--- Provided material ---

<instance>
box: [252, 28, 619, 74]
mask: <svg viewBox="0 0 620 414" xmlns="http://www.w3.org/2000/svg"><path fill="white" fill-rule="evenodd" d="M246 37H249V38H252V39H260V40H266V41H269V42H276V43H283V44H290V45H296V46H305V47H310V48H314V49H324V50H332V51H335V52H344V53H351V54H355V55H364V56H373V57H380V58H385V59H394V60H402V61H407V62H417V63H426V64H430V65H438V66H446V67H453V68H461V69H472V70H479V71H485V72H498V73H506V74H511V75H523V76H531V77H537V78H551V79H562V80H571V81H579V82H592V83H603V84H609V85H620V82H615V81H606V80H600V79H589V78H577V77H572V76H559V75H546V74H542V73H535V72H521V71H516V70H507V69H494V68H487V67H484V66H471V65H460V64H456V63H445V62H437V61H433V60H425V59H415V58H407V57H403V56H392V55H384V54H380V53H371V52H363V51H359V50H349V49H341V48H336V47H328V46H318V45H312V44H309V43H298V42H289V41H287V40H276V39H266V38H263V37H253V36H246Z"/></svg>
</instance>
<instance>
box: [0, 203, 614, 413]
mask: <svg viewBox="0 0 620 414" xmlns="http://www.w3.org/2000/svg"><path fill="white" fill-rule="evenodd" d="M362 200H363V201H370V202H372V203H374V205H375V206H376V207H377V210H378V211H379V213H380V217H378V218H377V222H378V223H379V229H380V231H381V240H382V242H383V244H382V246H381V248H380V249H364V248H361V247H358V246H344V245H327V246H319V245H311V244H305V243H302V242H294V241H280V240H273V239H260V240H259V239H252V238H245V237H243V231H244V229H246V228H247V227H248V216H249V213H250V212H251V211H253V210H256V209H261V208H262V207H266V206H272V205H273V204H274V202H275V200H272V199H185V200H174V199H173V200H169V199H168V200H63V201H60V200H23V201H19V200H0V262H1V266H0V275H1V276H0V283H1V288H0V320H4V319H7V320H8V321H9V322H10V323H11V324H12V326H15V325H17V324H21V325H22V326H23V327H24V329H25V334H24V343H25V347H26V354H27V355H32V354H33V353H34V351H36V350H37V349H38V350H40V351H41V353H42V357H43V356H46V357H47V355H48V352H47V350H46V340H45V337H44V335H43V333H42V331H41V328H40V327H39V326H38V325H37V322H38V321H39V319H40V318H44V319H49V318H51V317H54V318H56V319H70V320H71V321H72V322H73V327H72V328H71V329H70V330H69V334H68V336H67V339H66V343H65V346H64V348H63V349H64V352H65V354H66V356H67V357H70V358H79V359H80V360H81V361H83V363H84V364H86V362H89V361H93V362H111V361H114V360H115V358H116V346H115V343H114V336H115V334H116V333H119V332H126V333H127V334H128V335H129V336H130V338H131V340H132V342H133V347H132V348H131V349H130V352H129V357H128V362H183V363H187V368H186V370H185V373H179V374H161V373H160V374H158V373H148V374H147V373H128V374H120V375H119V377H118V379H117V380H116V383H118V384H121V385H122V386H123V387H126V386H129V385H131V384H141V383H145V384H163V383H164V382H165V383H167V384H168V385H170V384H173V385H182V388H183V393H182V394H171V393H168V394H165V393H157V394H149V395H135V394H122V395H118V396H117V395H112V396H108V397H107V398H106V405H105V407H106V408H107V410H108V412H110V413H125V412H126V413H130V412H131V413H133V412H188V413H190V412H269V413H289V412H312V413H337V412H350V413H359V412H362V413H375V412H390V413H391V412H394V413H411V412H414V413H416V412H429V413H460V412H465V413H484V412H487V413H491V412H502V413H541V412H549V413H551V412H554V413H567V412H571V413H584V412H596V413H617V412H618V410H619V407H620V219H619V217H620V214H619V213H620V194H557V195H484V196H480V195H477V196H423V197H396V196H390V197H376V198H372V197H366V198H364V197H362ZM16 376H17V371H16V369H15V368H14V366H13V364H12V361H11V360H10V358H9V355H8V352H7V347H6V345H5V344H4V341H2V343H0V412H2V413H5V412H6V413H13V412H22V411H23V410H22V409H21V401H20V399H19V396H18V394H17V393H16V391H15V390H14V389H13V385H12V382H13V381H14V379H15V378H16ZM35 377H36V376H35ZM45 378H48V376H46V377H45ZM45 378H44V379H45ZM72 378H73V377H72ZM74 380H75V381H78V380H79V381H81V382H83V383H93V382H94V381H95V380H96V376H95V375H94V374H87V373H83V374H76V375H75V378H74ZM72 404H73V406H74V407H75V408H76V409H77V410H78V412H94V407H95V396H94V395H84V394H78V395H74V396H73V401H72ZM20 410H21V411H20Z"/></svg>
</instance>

---

— To-do item —
Copy out all of the lines above exactly, each unchanged.

— Result of this exercise —
<instance>
box: [252, 28, 619, 74]
mask: <svg viewBox="0 0 620 414" xmlns="http://www.w3.org/2000/svg"><path fill="white" fill-rule="evenodd" d="M246 37H249V38H252V39H260V40H266V41H269V42H276V43H283V44H290V45H296V46H305V47H310V48H314V49H324V50H332V51H335V52H344V53H351V54H355V55H364V56H373V57H380V58H385V59H394V60H402V61H407V62H417V63H426V64H430V65H438V66H446V67H453V68H461V69H472V70H479V71H485V72H498V73H506V74H511V75H523V76H531V77H537V78H551V79H562V80H571V81H579V82H592V83H603V84H609V85H620V82H615V81H606V80H600V79H589V78H577V77H572V76H559V75H546V74H542V73H535V72H521V71H516V70H507V69H494V68H487V67H484V66H471V65H460V64H456V63H445V62H437V61H433V60H425V59H415V58H407V57H403V56H392V55H384V54H380V53H371V52H363V51H359V50H349V49H341V48H336V47H328V46H318V45H312V44H309V43H298V42H289V41H287V40H276V39H266V38H263V37H253V36H246Z"/></svg>
</instance>
<instance>
box: [0, 203, 614, 413]
mask: <svg viewBox="0 0 620 414" xmlns="http://www.w3.org/2000/svg"><path fill="white" fill-rule="evenodd" d="M362 200H363V201H370V202H372V203H374V205H375V206H376V207H377V210H378V211H379V213H380V217H378V218H377V222H378V223H379V229H380V231H381V240H382V242H383V244H382V246H381V248H380V249H364V248H361V247H358V246H344V245H327V246H319V245H311V244H305V243H302V242H294V241H280V240H273V239H260V240H259V239H252V238H245V237H243V231H244V229H246V228H247V227H248V216H249V213H250V212H251V211H253V210H256V209H261V208H262V207H266V206H272V205H273V204H274V202H275V200H272V199H185V200H174V199H173V200H169V199H168V200H63V201H60V200H23V201H19V200H0V262H1V266H0V275H1V276H0V283H1V288H0V320H4V319H7V320H8V321H9V322H10V323H11V324H12V326H15V325H17V324H21V325H22V326H23V327H24V329H25V334H24V343H25V347H26V354H27V355H32V354H33V353H34V351H36V350H37V349H38V350H40V351H41V353H42V357H43V356H46V357H47V355H48V352H47V350H46V340H45V337H44V335H43V333H42V331H41V328H40V327H39V326H38V325H37V322H38V321H39V319H40V318H44V319H49V318H51V317H54V318H56V319H70V320H71V321H72V322H73V327H72V328H71V329H70V330H69V334H68V336H67V339H66V343H65V346H64V348H63V349H64V352H65V354H66V356H67V357H70V358H79V359H80V360H81V361H83V363H84V364H86V362H89V361H93V362H111V361H114V360H115V358H116V346H115V343H114V336H115V334H116V333H119V332H126V333H127V334H128V335H129V336H130V338H131V340H132V342H133V347H132V348H131V349H130V352H129V357H128V362H183V363H187V368H186V370H185V373H179V374H161V373H160V374H158V373H148V374H147V373H128V374H120V375H119V377H118V379H117V380H116V383H118V384H121V385H122V386H123V387H126V386H129V385H131V384H141V383H145V384H163V383H164V382H165V383H167V384H168V385H170V384H173V385H182V388H183V393H182V394H171V393H168V394H165V393H157V394H149V395H135V394H122V395H118V396H117V395H112V396H108V397H107V398H106V405H105V407H106V408H107V410H108V412H110V413H125V412H126V413H130V412H131V413H133V412H188V413H190V412H269V413H289V412H312V413H337V412H350V413H359V412H362V413H375V412H390V413H391V412H394V413H411V412H414V413H416V412H429V413H460V412H465V413H484V412H487V413H491V412H502V413H541V412H549V413H551V412H554V413H567V412H571V413H584V412H596V413H617V412H618V410H619V407H620V219H619V217H620V214H619V213H620V194H557V195H484V196H480V195H477V196H423V197H396V196H390V197H376V198H372V197H366V198H364V197H362ZM16 376H17V371H16V369H15V368H14V366H13V364H12V361H11V360H10V358H9V355H8V352H7V347H6V345H5V344H4V341H2V343H0V412H2V413H5V412H6V413H13V412H22V411H23V410H22V409H21V401H20V399H19V396H18V394H17V393H16V391H15V390H14V389H13V385H12V382H13V381H14V379H15V378H16ZM35 377H36V376H35ZM45 378H48V376H46V377H45ZM45 378H44V379H45ZM72 378H73V377H72ZM74 380H75V381H78V380H79V381H81V382H83V383H93V382H94V381H95V380H96V376H95V375H94V374H87V373H83V374H76V375H75V378H74ZM72 404H73V406H74V407H75V408H76V409H77V410H78V412H94V407H95V396H94V395H84V394H78V395H74V396H73V401H72ZM20 410H21V411H20Z"/></svg>
</instance>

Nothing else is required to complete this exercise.